Un logiciel maison pour recueillir toutes les données radiologiques
Un premier client, en relation avec des cabinets de radiologie, va leur demander d’entraîner des modèles d’IA pour la prédiction de cancer : « Nous avons commencé à mener ce projet, mais au fur et à mesure, on s’est rendu compte que les données qu’ils nous avaient fournies étaient finalement un tas de cailloux avec certes quelques diamants, mais pas du tout normalisées pour être exploitables », se souvient P.J Hellaudais.
Tenace et capable de saisir les opportunités, le dirigeant de Dataofficer va donc concevoir un outil, nommé box, pour recueillir l’ensemble des données détenues par les centres de radiologie, puis les structurer et les anonymiser. Imagerie de radios, scanners, IRM, données de santé des patients… Toutes les informations possibles sont collectées dans cette box, qui va ensuite normaliser la donnée afin d’entraîner l’intelligence artificielle, en particulier sur l’imagerie médicale. Pour mieux comprendre, Pierre-Jean utilise l’exemple de l’avion. Pour entraîner une IA à reconnaître les avions, il faut lui fournir une énorme quantité de photos d’avions, pour qu’elle apprenne à les distinguer. Il en va de même pour les cancers. En fournissant par exemple une multitude d’images de tumeurs du sein, l’IA peut détecter les différentes formes, bénignes et malignes. In fine, le médecin obtient une aide au diagnostic qui permet de s’affranchir du deuxième lecteur (une mammographie « classique » est toujours lue par deux radiologues). Aux USA, quasiment tous les radiologues font appel à ce procédé, tandis que la France s’équipe progressivement.

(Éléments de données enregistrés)
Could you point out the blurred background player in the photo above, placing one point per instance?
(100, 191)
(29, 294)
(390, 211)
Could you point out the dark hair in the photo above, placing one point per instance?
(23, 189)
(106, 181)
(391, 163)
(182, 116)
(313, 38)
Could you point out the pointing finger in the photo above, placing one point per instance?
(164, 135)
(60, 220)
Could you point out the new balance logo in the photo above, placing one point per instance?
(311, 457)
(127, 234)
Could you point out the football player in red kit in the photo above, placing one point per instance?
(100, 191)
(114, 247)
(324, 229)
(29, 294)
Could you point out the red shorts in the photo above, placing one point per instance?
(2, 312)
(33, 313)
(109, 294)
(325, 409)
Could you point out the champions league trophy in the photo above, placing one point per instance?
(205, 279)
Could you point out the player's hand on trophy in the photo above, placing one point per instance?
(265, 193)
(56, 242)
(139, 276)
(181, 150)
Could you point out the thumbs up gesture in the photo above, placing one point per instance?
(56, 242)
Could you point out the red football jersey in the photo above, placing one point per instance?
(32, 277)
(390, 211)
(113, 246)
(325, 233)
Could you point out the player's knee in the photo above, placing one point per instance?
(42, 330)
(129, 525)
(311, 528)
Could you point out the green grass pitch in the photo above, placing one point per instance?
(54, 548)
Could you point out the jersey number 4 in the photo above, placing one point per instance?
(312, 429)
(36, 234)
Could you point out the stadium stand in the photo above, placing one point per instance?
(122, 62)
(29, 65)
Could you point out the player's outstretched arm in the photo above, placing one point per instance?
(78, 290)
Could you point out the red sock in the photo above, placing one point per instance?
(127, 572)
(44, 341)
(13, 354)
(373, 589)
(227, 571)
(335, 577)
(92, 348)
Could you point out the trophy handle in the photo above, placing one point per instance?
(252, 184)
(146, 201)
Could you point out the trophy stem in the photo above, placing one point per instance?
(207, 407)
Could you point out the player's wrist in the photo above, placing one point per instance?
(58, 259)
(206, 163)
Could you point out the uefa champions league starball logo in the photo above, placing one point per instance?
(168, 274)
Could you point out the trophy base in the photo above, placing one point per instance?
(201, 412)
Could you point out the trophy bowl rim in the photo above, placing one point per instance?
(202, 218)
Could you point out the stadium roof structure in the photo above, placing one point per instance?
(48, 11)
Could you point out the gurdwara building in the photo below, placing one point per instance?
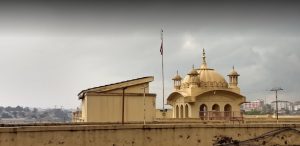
(204, 93)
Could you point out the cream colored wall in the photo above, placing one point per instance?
(84, 109)
(137, 135)
(168, 113)
(104, 108)
(209, 99)
(109, 108)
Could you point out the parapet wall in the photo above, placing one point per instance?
(96, 134)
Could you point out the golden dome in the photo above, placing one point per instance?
(177, 78)
(193, 72)
(233, 72)
(206, 76)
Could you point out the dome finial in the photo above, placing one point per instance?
(203, 56)
(203, 66)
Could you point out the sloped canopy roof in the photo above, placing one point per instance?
(117, 85)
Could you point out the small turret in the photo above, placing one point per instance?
(233, 78)
(203, 65)
(194, 78)
(177, 81)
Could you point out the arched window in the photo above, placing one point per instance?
(203, 112)
(186, 111)
(227, 111)
(216, 112)
(181, 111)
(216, 107)
(177, 112)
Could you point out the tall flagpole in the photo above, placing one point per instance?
(162, 68)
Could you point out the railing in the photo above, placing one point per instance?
(217, 115)
(77, 116)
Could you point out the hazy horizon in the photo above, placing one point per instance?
(53, 50)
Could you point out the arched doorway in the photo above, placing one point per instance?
(181, 111)
(227, 111)
(186, 111)
(203, 112)
(215, 112)
(177, 112)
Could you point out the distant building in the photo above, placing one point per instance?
(282, 106)
(253, 105)
(119, 102)
(296, 106)
(204, 93)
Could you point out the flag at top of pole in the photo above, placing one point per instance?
(161, 46)
(162, 69)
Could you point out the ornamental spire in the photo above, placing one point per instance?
(204, 65)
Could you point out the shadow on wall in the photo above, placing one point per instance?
(282, 136)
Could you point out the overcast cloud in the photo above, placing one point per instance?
(51, 51)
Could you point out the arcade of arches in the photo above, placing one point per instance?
(204, 93)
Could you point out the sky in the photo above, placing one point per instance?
(50, 51)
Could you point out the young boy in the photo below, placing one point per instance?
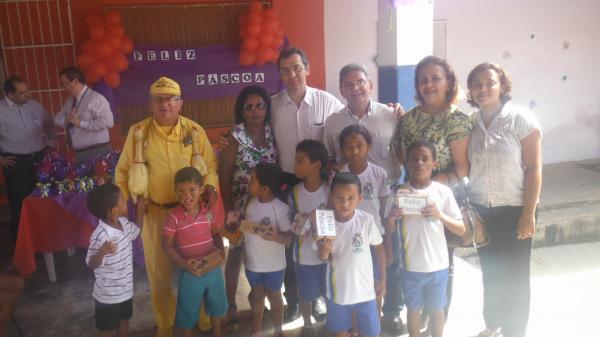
(350, 270)
(191, 240)
(109, 255)
(425, 253)
(311, 194)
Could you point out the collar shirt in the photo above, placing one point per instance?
(292, 124)
(22, 127)
(497, 173)
(380, 120)
(95, 115)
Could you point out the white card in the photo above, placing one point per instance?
(325, 223)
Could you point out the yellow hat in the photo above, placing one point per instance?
(165, 86)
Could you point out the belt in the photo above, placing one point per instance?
(93, 147)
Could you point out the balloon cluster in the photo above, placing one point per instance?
(58, 174)
(104, 55)
(261, 35)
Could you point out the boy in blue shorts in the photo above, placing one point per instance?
(350, 270)
(425, 254)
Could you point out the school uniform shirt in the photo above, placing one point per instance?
(263, 256)
(303, 201)
(193, 235)
(350, 271)
(114, 276)
(424, 241)
(292, 124)
(374, 186)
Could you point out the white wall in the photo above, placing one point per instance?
(350, 36)
(569, 110)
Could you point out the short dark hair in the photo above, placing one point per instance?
(351, 67)
(357, 129)
(102, 199)
(505, 81)
(452, 93)
(10, 85)
(188, 174)
(243, 96)
(315, 151)
(269, 175)
(73, 73)
(289, 51)
(422, 143)
(345, 178)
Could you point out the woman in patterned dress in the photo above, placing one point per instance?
(437, 119)
(250, 141)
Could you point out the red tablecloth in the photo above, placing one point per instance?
(46, 226)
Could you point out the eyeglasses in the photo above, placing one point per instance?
(160, 100)
(249, 107)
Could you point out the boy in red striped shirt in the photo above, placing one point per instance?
(191, 239)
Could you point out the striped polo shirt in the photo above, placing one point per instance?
(114, 277)
(193, 235)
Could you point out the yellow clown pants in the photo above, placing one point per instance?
(159, 268)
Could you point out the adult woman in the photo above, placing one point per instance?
(250, 141)
(505, 182)
(438, 120)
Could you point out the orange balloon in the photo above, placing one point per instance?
(113, 79)
(97, 32)
(253, 29)
(113, 17)
(247, 58)
(126, 45)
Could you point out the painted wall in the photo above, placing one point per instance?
(551, 51)
(350, 36)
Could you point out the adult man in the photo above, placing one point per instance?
(168, 148)
(86, 116)
(23, 122)
(380, 120)
(299, 112)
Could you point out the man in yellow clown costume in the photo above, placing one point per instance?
(167, 147)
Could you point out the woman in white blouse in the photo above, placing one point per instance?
(505, 180)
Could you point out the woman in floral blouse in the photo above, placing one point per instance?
(438, 120)
(251, 141)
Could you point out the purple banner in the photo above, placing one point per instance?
(208, 72)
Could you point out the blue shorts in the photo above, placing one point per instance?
(310, 280)
(425, 289)
(339, 317)
(195, 290)
(270, 280)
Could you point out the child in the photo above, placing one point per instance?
(312, 193)
(425, 253)
(350, 269)
(265, 253)
(109, 255)
(356, 141)
(191, 240)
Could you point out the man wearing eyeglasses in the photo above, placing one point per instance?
(23, 122)
(167, 148)
(86, 116)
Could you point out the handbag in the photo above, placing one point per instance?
(476, 235)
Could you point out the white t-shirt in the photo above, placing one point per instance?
(292, 124)
(305, 251)
(374, 186)
(350, 271)
(263, 256)
(424, 240)
(114, 277)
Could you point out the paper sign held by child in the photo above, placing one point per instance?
(325, 224)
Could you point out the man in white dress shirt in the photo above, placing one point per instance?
(86, 116)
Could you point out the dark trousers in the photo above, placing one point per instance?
(505, 267)
(20, 182)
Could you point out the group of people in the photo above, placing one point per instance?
(302, 150)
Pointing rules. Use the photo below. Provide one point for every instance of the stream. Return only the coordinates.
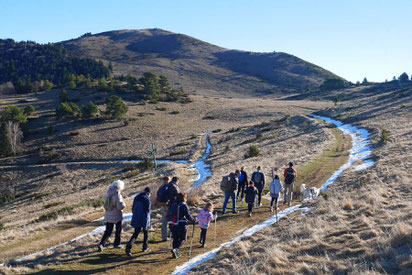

Série d'exercices ->
1) D'après l'extrait, quel nom porte l'outil conçu par le dirigeant de Dataofficer ?
2) Indiquez si chaque affirmation concorde avec l'extrait (oui ou non), en citant les mots qui tranchent.
(a) Une mammographie « classique » est lue par un seul radiologue.
(b) Les données fournies par les cabinets de radiologie étaient normalisées.
(c) Aux USA, presque tous les radiologues recourent à ce procédé.
3) Énumérez tous les types d'informations que l'extrait cite comme collectés dans la box.
Appuyez-vous uniquement sur l'extrait.

Corrigé des exercices ->
1) Il se nomme « box ».

2)
(a) Non : « toujours lue par deux radiologues ».
(b) Non : « pas du tout normalisées pour être exploitables ».
(c) Oui : « Aux USA, quasiment tous les radiologues font appel à ce procédé ».

3)
- imagerie de radios
- scanners
- IRM
- données de santé des patients